◆ Required tasks
(1) Decide whether each statement below agrees with the abstract on tibial nerve conduction in type-II diabetes. Answer yes or no for each and quote the deciding words.
(a) Forty-three diabetic subjects were included in the study.
(b) More females than males took part.
(c) The nerve examined was the left tibial nerve.
(2) According to the abstract on tibial nerve conduction in type-II diabetes, what was the mean nerve conduction velocity?
(3) List the labeled section headings that divide the abstract on tibial nerve conduction in type-II diabetes, in order.

◆ Exercise text
◇ ◇ ◇ ◇ ◇
Study of Correlation between Body Mass Index and Tibial Nerve Conduction Parameters in Subjects with Type-II Diabetes: A Cross-sectional Study
Introduction: Lipids play a major role to maintain the structural and thus functional integrity of nerves. Body mass index (BMI) is a measure of obesity. Motor nerve conduction study help in understanding the physiological functioning of peripheral motor nerves.
Aim: To correlate the Right Tibial nerve conduction parameters with BMI in subjects with type-II Diabetes mellitus.
Method: Upon meeting the inclusion and exclusion criteria, forty-three age-matched diabetic subjects were included in the study. Standard Nerve conduction protocol with strict sanitization guidelines were followed. Compound motor action potential (CMAP in mV) and Nerve conduction velocity (NCV in m/s) of Right Tibial nerve and body mass index (BMI) were obtained for all subjects. Mean values for all attributes was calculated.
Result: Thirty-five males and eight females participated in the study. Mean BMI=26.03 Kg/m2, Mean NCV= 32.59 m/s, mean CMAP= 6.96 mV. Spearman correlation coefficient r = -0.239 for NCV and BMI, r = -0.234 for CMAP amplitude and NCV. This depicts a negative correlation between BMI and NCV; and BMI and CMAP amplitude of Right Tibial nerve.
Conclusion: This indicates that as BMI increases, Tibial nerve conduction velocity and CMAP value decreases. Thus, obesity affects Tibial nerve conduction parameters. Hence, this biological factor needs to be considered while interpreting NCS results.
◇ ◇ ◇ ◇ ◇
◆ Supplied entries
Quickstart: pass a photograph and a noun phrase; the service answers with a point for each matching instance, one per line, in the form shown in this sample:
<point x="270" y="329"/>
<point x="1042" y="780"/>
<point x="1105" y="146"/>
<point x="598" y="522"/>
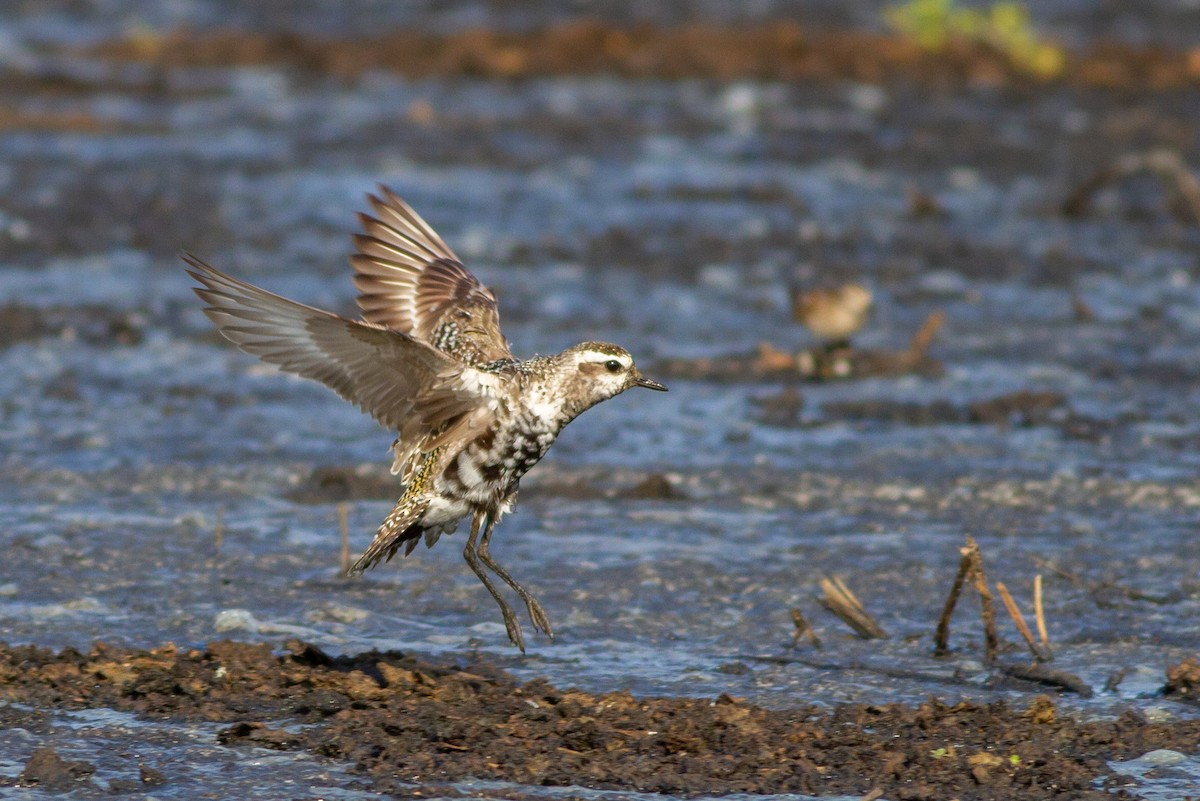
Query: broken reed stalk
<point x="970" y="566"/>
<point x="1014" y="612"/>
<point x="840" y="601"/>
<point x="942" y="637"/>
<point x="1039" y="618"/>
<point x="987" y="604"/>
<point x="219" y="533"/>
<point x="921" y="341"/>
<point x="343" y="528"/>
<point x="803" y="628"/>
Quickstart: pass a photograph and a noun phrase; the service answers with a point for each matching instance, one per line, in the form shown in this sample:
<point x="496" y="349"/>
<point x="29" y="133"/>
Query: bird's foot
<point x="538" y="616"/>
<point x="514" y="627"/>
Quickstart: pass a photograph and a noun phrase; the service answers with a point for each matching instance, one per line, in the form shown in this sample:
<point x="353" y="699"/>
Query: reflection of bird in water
<point x="833" y="314"/>
<point x="429" y="361"/>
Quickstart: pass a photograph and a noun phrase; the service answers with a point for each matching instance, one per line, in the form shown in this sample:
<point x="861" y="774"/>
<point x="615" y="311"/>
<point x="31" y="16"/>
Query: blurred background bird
<point x="832" y="314"/>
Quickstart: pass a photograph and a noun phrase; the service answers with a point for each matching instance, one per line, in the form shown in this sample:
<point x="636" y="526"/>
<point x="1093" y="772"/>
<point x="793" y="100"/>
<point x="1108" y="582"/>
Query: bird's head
<point x="606" y="369"/>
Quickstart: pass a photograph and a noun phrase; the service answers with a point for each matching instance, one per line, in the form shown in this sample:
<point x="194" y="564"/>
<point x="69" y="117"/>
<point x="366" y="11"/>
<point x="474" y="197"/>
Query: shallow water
<point x="612" y="210"/>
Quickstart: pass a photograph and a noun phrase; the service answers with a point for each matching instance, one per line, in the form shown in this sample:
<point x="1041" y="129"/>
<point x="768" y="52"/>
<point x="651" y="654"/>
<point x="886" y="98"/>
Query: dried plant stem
<point x="840" y="601"/>
<point x="1039" y="618"/>
<point x="1014" y="612"/>
<point x="942" y="638"/>
<point x="987" y="606"/>
<point x="343" y="528"/>
<point x="219" y="531"/>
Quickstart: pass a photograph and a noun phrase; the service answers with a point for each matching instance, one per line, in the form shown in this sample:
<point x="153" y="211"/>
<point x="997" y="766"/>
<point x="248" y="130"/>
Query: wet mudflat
<point x="160" y="487"/>
<point x="405" y="722"/>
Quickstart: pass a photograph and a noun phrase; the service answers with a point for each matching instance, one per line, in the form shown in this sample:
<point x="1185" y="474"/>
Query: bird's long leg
<point x="537" y="614"/>
<point x="473" y="558"/>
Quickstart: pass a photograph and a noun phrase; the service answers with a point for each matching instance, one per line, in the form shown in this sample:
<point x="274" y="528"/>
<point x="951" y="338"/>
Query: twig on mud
<point x="1041" y="618"/>
<point x="942" y="637"/>
<point x="1014" y="612"/>
<point x="1044" y="675"/>
<point x="987" y="607"/>
<point x="1104" y="591"/>
<point x="343" y="529"/>
<point x="1167" y="166"/>
<point x="840" y="601"/>
<point x="803" y="628"/>
<point x="921" y="341"/>
<point x="970" y="566"/>
<point x="219" y="533"/>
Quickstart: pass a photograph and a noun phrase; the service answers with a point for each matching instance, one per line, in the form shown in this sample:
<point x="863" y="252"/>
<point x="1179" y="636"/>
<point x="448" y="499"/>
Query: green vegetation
<point x="1003" y="25"/>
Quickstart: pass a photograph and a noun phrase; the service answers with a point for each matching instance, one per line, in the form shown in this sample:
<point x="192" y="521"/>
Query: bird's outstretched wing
<point x="409" y="281"/>
<point x="405" y="384"/>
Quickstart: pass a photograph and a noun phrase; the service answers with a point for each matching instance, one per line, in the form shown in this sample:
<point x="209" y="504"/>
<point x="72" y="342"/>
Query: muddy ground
<point x="407" y="723"/>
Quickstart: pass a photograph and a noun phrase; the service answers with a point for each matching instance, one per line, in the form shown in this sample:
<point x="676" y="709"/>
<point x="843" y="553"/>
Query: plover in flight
<point x="429" y="361"/>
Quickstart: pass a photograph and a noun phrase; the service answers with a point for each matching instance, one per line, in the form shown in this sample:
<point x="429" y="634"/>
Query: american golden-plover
<point x="429" y="361"/>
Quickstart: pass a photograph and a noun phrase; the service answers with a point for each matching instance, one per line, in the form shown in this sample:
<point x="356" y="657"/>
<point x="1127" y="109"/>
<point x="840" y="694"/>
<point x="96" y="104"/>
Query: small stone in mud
<point x="150" y="777"/>
<point x="258" y="734"/>
<point x="46" y="769"/>
<point x="1183" y="680"/>
<point x="653" y="487"/>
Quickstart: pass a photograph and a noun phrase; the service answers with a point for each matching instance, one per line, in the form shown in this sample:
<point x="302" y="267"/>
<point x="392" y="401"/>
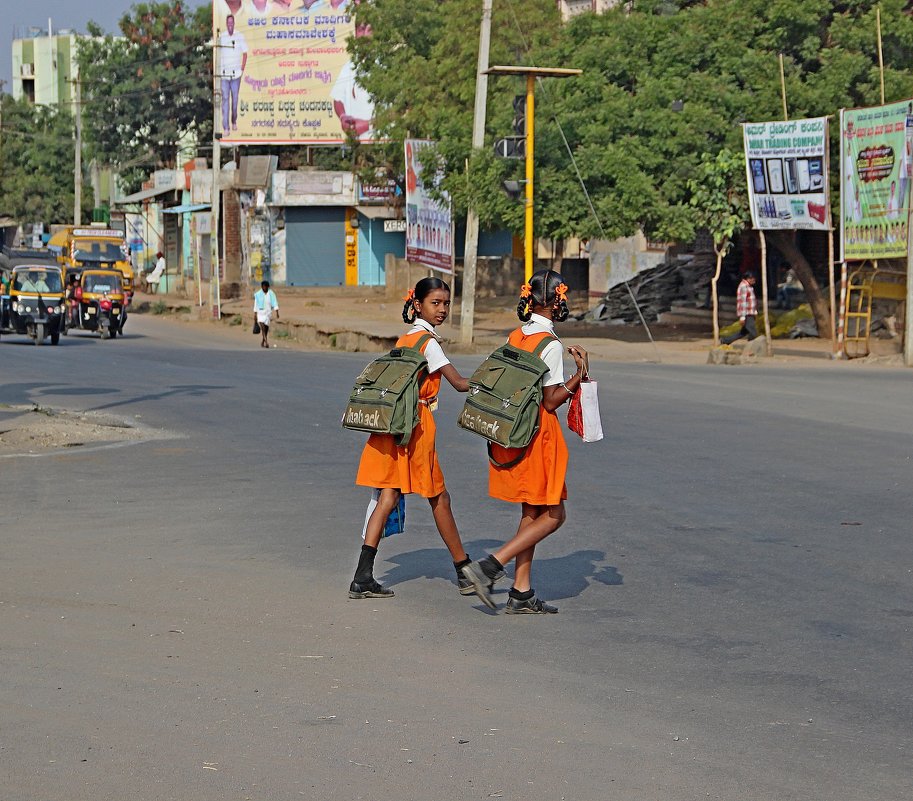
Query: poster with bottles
<point x="876" y="165"/>
<point x="787" y="174"/>
<point x="429" y="221"/>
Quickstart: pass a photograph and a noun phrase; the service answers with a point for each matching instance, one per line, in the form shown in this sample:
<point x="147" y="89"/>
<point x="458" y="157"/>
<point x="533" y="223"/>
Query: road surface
<point x="734" y="585"/>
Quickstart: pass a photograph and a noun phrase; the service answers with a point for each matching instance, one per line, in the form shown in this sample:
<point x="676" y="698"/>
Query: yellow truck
<point x="93" y="246"/>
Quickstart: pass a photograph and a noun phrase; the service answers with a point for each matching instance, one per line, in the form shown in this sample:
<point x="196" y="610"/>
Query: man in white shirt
<point x="233" y="60"/>
<point x="265" y="306"/>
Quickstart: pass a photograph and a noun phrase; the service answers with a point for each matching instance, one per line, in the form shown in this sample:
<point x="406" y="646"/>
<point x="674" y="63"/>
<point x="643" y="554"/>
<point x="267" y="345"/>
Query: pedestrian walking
<point x="265" y="306"/>
<point x="413" y="468"/>
<point x="746" y="307"/>
<point x="537" y="480"/>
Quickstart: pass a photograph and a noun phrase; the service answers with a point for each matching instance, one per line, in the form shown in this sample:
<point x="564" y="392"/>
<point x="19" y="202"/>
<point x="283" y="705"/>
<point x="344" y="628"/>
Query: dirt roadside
<point x="364" y="319"/>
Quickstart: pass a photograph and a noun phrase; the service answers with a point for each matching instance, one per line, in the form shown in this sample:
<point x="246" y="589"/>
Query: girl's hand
<point x="581" y="359"/>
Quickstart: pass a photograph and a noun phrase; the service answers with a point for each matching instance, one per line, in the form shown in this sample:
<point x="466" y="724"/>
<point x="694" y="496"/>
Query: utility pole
<point x="531" y="74"/>
<point x="77" y="168"/>
<point x="215" y="301"/>
<point x="471" y="248"/>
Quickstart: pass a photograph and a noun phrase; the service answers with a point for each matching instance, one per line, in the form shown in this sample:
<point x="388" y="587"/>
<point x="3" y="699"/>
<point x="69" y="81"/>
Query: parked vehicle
<point x="102" y="304"/>
<point x="94" y="247"/>
<point x="34" y="303"/>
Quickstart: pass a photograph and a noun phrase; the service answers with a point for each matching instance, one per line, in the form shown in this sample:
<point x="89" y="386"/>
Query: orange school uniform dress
<point x="538" y="478"/>
<point x="414" y="467"/>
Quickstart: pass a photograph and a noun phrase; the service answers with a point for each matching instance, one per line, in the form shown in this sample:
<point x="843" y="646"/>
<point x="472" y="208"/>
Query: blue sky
<point x="63" y="14"/>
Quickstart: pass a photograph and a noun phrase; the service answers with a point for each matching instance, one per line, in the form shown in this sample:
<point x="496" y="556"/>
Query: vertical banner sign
<point x="429" y="224"/>
<point x="787" y="174"/>
<point x="285" y="76"/>
<point x="876" y="165"/>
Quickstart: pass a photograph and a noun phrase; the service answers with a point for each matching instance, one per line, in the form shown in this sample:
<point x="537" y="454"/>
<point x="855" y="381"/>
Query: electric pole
<point x="77" y="168"/>
<point x="471" y="248"/>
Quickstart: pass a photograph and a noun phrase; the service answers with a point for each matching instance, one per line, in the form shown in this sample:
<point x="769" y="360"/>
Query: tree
<point x="719" y="203"/>
<point x="419" y="65"/>
<point x="148" y="93"/>
<point x="36" y="163"/>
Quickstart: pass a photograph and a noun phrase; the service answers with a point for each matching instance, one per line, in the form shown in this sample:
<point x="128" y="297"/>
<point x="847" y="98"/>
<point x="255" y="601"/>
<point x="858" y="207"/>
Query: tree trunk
<point x="716" y="298"/>
<point x="785" y="242"/>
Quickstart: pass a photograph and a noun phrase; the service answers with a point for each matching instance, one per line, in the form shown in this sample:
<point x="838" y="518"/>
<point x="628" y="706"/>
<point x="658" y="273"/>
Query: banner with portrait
<point x="787" y="174"/>
<point x="284" y="74"/>
<point x="876" y="165"/>
<point x="429" y="222"/>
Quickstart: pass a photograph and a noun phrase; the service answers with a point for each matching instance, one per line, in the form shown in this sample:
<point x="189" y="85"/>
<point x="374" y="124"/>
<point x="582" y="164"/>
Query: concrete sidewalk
<point x="365" y="319"/>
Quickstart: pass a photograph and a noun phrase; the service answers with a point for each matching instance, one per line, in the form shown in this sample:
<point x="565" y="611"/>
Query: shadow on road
<point x="557" y="577"/>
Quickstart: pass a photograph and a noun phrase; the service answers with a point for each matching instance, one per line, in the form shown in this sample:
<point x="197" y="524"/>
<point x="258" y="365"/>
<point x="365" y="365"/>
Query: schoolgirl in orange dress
<point x="413" y="468"/>
<point x="537" y="480"/>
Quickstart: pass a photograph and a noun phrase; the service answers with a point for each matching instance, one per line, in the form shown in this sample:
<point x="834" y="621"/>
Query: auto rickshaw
<point x="34" y="304"/>
<point x="102" y="305"/>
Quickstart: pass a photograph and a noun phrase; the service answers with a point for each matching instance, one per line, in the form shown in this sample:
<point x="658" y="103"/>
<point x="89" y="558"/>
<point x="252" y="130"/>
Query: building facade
<point x="45" y="71"/>
<point x="571" y="8"/>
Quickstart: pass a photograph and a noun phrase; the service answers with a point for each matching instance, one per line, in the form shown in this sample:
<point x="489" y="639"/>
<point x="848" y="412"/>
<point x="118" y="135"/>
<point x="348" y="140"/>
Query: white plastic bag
<point x="583" y="413"/>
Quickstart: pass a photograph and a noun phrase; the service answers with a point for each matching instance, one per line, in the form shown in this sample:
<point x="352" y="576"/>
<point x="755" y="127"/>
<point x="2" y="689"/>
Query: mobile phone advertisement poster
<point x="787" y="174"/>
<point x="284" y="74"/>
<point x="429" y="223"/>
<point x="876" y="164"/>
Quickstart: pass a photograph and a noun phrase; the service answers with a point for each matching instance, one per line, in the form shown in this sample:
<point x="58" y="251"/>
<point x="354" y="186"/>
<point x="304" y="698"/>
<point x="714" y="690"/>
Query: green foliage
<point x="36" y="163"/>
<point x="148" y="92"/>
<point x="718" y="196"/>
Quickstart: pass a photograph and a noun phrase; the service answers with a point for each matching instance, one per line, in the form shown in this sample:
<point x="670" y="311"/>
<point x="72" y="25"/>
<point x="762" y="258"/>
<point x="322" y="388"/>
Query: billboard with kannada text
<point x="876" y="165"/>
<point x="787" y="169"/>
<point x="284" y="74"/>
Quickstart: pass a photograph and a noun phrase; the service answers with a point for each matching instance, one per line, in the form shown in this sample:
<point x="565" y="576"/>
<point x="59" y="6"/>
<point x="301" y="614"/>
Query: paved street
<point x="734" y="585"/>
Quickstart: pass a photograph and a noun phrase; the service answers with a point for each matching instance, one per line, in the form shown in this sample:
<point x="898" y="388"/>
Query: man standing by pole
<point x="746" y="306"/>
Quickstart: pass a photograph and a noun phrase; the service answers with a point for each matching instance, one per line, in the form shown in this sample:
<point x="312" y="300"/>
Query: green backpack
<point x="505" y="393"/>
<point x="384" y="399"/>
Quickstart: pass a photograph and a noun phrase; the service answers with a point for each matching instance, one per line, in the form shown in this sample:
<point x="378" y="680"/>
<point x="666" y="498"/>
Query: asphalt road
<point x="734" y="585"/>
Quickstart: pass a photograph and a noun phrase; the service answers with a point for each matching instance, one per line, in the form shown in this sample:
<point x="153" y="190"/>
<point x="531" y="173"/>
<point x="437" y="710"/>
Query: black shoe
<point x="481" y="582"/>
<point x="531" y="606"/>
<point x="370" y="589"/>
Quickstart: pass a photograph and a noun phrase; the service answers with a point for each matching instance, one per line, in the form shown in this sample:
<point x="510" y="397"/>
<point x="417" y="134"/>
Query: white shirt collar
<point x="424" y="324"/>
<point x="538" y="318"/>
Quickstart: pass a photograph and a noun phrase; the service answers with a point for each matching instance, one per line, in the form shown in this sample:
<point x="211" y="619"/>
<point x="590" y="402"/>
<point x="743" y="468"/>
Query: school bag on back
<point x="505" y="393"/>
<point x="384" y="399"/>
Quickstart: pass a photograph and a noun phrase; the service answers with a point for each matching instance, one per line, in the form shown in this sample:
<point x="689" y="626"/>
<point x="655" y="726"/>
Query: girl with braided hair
<point x="396" y="469"/>
<point x="536" y="481"/>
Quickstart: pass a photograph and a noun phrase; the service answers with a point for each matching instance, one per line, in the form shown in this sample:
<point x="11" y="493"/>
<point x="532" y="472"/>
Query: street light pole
<point x="471" y="248"/>
<point x="530" y="148"/>
<point x="215" y="196"/>
<point x="531" y="74"/>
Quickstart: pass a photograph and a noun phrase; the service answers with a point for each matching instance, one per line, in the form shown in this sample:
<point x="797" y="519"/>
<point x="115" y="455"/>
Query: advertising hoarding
<point x="876" y="165"/>
<point x="284" y="74"/>
<point x="429" y="224"/>
<point x="787" y="169"/>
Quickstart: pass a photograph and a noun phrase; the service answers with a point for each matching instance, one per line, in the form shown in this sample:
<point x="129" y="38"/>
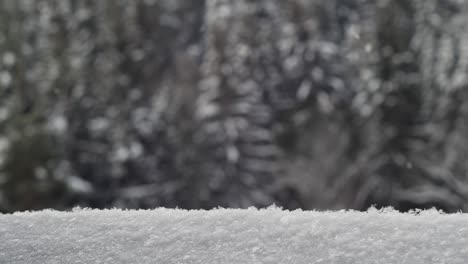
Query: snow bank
<point x="232" y="236"/>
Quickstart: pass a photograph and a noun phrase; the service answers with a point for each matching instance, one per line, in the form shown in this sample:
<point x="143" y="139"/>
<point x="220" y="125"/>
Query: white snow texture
<point x="233" y="236"/>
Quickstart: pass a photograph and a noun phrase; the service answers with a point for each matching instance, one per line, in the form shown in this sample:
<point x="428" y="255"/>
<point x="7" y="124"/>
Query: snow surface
<point x="233" y="236"/>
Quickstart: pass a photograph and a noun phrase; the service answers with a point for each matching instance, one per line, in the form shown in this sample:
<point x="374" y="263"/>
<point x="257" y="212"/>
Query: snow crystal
<point x="233" y="236"/>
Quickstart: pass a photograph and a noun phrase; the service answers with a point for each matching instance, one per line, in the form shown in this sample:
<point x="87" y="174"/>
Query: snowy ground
<point x="232" y="236"/>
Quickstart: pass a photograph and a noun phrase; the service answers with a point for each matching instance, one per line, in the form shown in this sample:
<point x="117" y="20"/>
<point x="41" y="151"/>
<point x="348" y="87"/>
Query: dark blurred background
<point x="198" y="104"/>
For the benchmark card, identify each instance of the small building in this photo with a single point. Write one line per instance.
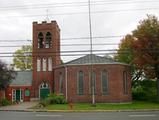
◇ ◇ ◇ ◇ ◇
◆ Solutions
(1)
(a) Yes: "forty-three age-matched diabetic subjects were included in the study"
(b) No: "Thirty-five males and eight females participated in the study."
(c) No: "Right Tibial nerve"

(2) 32.59 m/s

(3) Introduction, Aim, Method, Result, Conclusion